## To be done
Rewrite the rows below as a JSON list of strings, one string per line and no blank lines. Start at the line containing "Pick out the striped" and end at the line containing "(1001, 746)".

## Rows from a dataset
════════════════

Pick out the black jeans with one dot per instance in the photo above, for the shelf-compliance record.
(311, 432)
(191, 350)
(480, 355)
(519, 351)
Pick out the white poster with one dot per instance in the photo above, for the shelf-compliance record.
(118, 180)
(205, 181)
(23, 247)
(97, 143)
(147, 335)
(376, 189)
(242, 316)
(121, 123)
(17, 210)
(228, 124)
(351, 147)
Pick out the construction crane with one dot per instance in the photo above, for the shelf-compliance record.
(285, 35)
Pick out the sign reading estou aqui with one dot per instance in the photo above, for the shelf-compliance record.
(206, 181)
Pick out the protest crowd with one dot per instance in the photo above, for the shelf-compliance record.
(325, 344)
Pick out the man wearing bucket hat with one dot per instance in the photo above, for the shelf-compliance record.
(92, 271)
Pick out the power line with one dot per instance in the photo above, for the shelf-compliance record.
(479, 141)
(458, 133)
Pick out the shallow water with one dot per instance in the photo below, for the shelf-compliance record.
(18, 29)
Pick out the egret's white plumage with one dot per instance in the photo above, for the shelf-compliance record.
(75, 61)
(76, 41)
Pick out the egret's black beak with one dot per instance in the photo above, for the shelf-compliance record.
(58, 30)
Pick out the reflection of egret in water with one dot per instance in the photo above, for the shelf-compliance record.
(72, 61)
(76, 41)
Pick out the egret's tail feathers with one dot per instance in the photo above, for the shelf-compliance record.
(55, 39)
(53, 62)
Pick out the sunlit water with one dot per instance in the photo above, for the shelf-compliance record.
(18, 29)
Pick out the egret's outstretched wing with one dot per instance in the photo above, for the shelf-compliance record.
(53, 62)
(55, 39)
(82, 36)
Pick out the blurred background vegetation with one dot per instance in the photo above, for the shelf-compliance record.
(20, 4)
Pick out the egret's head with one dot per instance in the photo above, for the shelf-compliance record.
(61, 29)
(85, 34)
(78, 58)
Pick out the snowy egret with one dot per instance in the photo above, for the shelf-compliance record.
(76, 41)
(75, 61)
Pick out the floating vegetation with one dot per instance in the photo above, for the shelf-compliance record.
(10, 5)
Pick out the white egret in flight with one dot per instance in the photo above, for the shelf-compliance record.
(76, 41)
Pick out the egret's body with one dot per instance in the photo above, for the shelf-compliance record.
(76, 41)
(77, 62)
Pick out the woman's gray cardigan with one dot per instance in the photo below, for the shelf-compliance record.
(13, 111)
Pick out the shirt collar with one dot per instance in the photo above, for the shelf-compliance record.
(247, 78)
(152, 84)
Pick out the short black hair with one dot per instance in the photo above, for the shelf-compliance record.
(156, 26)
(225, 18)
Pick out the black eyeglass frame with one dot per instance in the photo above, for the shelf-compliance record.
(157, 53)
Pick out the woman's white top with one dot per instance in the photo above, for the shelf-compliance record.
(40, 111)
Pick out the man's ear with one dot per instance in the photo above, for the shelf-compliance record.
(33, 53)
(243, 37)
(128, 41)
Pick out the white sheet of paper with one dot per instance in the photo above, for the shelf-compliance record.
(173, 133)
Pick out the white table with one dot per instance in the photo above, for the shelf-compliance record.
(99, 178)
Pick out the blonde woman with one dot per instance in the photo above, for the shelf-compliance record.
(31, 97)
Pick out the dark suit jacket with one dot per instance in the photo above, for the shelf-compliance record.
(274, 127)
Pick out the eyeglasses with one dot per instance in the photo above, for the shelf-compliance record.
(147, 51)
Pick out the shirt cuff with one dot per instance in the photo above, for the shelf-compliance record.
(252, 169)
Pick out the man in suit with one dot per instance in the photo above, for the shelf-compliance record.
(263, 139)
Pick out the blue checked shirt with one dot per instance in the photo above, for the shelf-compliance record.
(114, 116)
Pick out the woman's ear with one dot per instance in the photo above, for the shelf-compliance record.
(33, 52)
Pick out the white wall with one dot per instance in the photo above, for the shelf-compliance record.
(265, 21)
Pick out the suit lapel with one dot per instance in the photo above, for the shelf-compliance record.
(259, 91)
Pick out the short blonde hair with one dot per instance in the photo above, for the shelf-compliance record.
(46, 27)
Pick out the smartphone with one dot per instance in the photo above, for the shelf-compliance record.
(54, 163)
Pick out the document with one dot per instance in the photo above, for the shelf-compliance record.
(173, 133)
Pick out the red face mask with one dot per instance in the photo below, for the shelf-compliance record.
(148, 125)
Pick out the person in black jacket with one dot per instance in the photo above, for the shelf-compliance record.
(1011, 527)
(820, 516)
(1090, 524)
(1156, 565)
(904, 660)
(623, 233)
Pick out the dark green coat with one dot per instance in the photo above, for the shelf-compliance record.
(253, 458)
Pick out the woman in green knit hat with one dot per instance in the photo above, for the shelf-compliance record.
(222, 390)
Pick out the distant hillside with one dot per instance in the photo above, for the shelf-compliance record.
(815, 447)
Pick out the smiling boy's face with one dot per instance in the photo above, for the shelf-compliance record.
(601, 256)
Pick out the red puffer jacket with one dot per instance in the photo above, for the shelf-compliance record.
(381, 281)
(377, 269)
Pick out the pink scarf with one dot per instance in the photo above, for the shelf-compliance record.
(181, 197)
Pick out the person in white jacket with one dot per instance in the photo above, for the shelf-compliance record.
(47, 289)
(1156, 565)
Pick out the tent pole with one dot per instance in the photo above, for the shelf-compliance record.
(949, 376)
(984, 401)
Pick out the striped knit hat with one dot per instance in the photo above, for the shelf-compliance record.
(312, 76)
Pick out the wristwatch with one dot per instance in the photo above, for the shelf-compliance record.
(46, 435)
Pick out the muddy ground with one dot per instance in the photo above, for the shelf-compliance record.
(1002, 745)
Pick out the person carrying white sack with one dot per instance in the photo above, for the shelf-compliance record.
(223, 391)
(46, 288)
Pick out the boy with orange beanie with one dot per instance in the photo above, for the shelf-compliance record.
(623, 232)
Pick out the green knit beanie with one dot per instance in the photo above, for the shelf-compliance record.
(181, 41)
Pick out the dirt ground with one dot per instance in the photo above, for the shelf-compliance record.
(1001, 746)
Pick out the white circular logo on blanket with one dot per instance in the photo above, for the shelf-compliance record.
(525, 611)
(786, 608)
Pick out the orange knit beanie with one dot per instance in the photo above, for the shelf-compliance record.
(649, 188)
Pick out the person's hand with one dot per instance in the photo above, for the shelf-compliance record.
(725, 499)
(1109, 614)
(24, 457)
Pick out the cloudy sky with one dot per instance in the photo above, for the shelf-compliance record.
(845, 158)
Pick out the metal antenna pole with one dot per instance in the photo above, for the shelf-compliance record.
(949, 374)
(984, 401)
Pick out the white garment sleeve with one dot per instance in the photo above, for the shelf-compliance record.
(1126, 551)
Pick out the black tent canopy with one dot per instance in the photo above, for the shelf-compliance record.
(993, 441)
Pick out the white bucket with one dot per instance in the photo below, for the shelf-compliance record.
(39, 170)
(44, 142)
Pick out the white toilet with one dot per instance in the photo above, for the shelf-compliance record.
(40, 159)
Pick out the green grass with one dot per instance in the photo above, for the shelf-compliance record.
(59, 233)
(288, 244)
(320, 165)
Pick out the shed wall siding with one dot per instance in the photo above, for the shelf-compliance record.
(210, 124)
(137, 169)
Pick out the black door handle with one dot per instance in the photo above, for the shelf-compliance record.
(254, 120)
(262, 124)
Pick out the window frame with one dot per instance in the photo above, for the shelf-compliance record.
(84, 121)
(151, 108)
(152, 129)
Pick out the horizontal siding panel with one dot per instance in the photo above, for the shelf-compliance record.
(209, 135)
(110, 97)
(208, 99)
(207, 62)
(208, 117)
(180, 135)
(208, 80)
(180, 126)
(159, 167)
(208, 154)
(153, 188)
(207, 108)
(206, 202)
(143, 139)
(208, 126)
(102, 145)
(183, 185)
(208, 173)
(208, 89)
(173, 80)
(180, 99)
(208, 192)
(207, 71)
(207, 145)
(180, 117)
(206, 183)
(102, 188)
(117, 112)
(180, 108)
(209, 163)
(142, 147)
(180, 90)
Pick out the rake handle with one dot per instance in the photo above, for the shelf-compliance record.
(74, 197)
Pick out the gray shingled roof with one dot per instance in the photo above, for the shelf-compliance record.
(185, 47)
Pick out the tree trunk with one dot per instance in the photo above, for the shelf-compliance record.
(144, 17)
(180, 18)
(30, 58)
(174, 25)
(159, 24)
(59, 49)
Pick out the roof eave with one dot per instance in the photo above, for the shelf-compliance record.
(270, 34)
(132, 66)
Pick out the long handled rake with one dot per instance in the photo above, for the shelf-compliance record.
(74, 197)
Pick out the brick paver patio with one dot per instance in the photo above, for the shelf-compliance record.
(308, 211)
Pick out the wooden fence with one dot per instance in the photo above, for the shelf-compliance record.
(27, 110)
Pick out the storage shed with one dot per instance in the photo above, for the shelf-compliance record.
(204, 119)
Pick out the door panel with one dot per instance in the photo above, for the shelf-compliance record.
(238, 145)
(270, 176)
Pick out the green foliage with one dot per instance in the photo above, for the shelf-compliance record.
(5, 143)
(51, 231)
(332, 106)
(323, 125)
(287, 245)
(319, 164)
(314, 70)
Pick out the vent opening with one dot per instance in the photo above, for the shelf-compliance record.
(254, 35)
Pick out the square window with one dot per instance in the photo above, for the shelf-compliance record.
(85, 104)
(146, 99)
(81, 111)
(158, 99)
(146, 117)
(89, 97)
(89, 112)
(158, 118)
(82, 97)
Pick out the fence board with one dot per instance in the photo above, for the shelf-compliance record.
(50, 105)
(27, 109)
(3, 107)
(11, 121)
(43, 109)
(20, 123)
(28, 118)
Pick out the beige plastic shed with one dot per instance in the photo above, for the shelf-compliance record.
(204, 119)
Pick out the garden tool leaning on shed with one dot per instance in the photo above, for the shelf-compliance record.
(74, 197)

════════════════

## Task solution
[
  "Pick out the striped knit hat with one dot per instance in the photo above, for the shelf-compliance record.",
  "(312, 76)",
  "Pick out the wristwatch with one dot per instance in the photo above, for the shelf-compliance record.",
  "(46, 435)",
  "Pick out the muddy ground with one dot per instance in the photo above, for the shelf-compliance record.",
  "(1002, 745)",
  "Pick out the person carrying white sack with one dot per instance in the photo above, for the shelf-compliance record.",
  "(223, 391)",
  "(46, 288)",
  "Pick out the boy with orange beanie with one dot per instance in the photo above, for the shelf-compliance record.",
  "(623, 232)",
  "Pick out the green knit beanie with one dot per instance in the photo above, for the shelf-compliance record.",
  "(181, 41)",
  "Pick out the dirt ground with one dot per instance in the photo above, for the shelf-compliance record.",
  "(1001, 746)"
]